DVT IDE for Visual Studio Code is an integrated development environment that significantly improves productivity of hardware design and verification engineers who are working with languages like Verilog, SystemVerilog, or VHDL. This video focuses on how design engineers can benefit from the features provided by DVT.

00:00 Introduction
06:37 DVT Compilation
09:25 Design Exploration
18:17 Code Navigation
22:52 Quick Fixes
26:23 IntelliSense
30:07 Code Formatting & Refactoring
33:34 Tasks
34:58 Source Code Management
36:09 Contact Us

DVT IDE for Visual Studio Code: https://dvteclipse.com/products/dvt-ide-for-visual-studio-code
Visual Studio Code: https://code.visualstudio.com/

You can install DVT IDE from Visual Studio Marketplace using ext install amiq.dvt command.

Visual Studio Code documentation resources:
Cheatsheet: https://code.visualstudio.com/docs/getstarted/keybindings#_keyboard-shortcuts-reference
Basic Editing: https://code.visualstudio.com/docs/editor/codebasics
Extension Marketplace: https://code.visualstudio.com/docs/editor/extension-marketplace
Version Control: https://code.visualstudio.com/Docs/editor/versioncontrol
Tasks: https://code.visualstudio.com/Docs/editor/tasks

This video was shot using DVT 22.1.1

Transcript

Introduction

First, we'll cover some VS Code basics. Then, we'll see how DVT analyzes code as you type in order to provide instant compilation errors and maintain an up-to-date model of the design, which is then used by all the other features of the tool. We'll then talk about visualization techniques using structured views and diagrams, and about seamless navigation around code. Next, we'll cover how DVT can help with fixing all sorts of compilation problems, and how context-sensitive autocomplete, code formatting, and refactoring can help you write high-quality code fast. In the end, we'll catch a glimpse of DVT VS Code integrating with external tools and source code management.

Overview of Visual Studio Code GUI Features

User Interface

The user interface is divided into five areas: Editor, Sidebar, Activity Bar, Status Bar, and the Panels area.

Editor

The editor is where you spend most of your time coding. On the right there is a mini-map, a high-level overview of the file content, useful for quick navigation within the file. Another navigation bar, the breadcrumb, sits above the editor contents. It shows the current location and allows you to quickly navigate between folders, files, and the elements or symbols defined within the current file.

Editors can be freely split and moved around. Any basic text editing operation you would expect from a text editor is there, including vertical selection, multiple cursors, code folding, find and replace with regex across multiple files, and so on.

However, we will not cover such functions, but rather focus on DVT-specific features. Check the video description for a link to the VS Code User Guide section that covers basic editing.

Sidebar and Activity Bar

The Sidebar shows different views that assist you while working on your project. The views presented in the Sidebar change anytime you use the Activity Bar.

When selecting the Explorer activity, the Sidebar presents a file browser, and the content outline of the currently edited file. Particularly for a SystemVerilog design file, we see the module, ports, signals, and so on.

When selecting the Source Control activity, the Sidebar presents revision control changes.

Listed entries

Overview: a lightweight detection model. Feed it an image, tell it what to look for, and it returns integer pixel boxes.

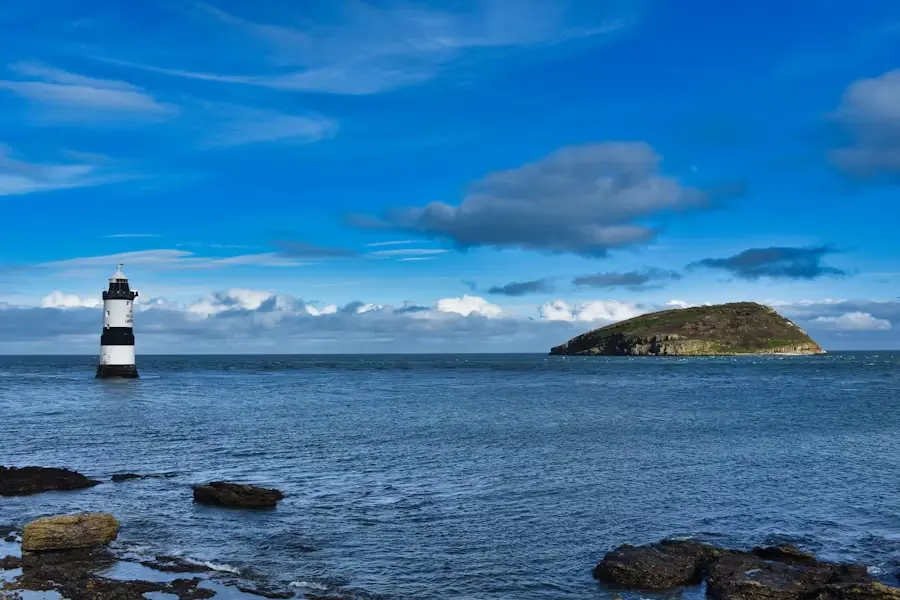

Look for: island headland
[550,302,825,356]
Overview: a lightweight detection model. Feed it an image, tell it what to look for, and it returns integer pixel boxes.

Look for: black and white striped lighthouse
[97,265,138,379]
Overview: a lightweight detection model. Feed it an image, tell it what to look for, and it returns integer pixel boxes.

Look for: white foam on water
[289,581,328,592]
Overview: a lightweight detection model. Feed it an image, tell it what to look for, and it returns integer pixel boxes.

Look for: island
[550,302,825,356]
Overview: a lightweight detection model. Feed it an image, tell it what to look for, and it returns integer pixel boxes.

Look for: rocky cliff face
[550,302,824,356]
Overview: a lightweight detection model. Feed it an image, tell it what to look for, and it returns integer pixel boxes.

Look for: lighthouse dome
[109,265,128,283]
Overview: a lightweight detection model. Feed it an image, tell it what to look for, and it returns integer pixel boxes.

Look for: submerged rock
[140,554,215,573]
[22,513,119,552]
[0,467,100,496]
[804,582,900,600]
[194,481,284,508]
[594,540,722,590]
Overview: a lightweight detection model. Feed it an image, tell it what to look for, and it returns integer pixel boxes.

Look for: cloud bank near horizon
[0,289,900,354]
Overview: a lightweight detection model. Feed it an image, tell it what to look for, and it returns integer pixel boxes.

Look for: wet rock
[22,513,119,552]
[804,582,900,600]
[594,540,724,590]
[753,544,818,564]
[110,473,177,483]
[140,554,215,573]
[7,548,215,600]
[0,467,100,496]
[194,481,284,508]
[707,552,860,600]
[238,586,294,598]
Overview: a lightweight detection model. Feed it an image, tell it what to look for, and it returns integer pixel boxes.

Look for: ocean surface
[0,352,900,600]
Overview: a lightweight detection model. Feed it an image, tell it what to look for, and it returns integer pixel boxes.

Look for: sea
[0,352,900,600]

What this exercise asks
a) Reproduce the stretch of the DVT IDE text from "However, we will" through "revision control changes.".
b) Continue the DVT IDE for Visual Studio Code text from its final sentence.

The results
a)
However, we will not cover such functions, but rather focus on DVT-specific features. Check the video description for a link to the VS Code User Guide section that covers basic editing.

Sidebar and Activity Bar

The Sidebar shows different views that assist you while working on your project. The views presented in the Sidebar change anytime you use the Activity Bar.

When selecting the Explorer activity, the Sidebar presents a file browser, and the content outline of the currently edited file. Particularly for a SystemVerilog design file, we see the module, ports, signals, and so on.

When selecting the Source Control activity, the Sidebar presents revision control changes.

b)
When selecting the Extensions activity, the Sidebar presents the installed and recommended extensions. Now, since we're here, it is worth mentioning that you can search and install extensions. For example, for emulation modes like VI, Emacs, or Eclipse.

In the Activity Bar, you will also find the DVT activity, which provides various compilation-related views, as well as the Design and Verification Hierarchies. We'll talk about them in more detail later.

Status Bar and Panels Area

The Status Bar, located at the bottom of the window, displays information about the project and the currently active file in the editor.

Finally, below the editor is the Panels area, where you can find the Problems View, Output, Debug Console, and an integrated Terminal.

Command Palette

The Command Palette, which is usually brought up by using the Ctrl + Shift + P shortcut, provides quick access to most, if not all, of the tool functionality. It shows all available commands along with their shortcuts, with the most recently used ones at the top of the list.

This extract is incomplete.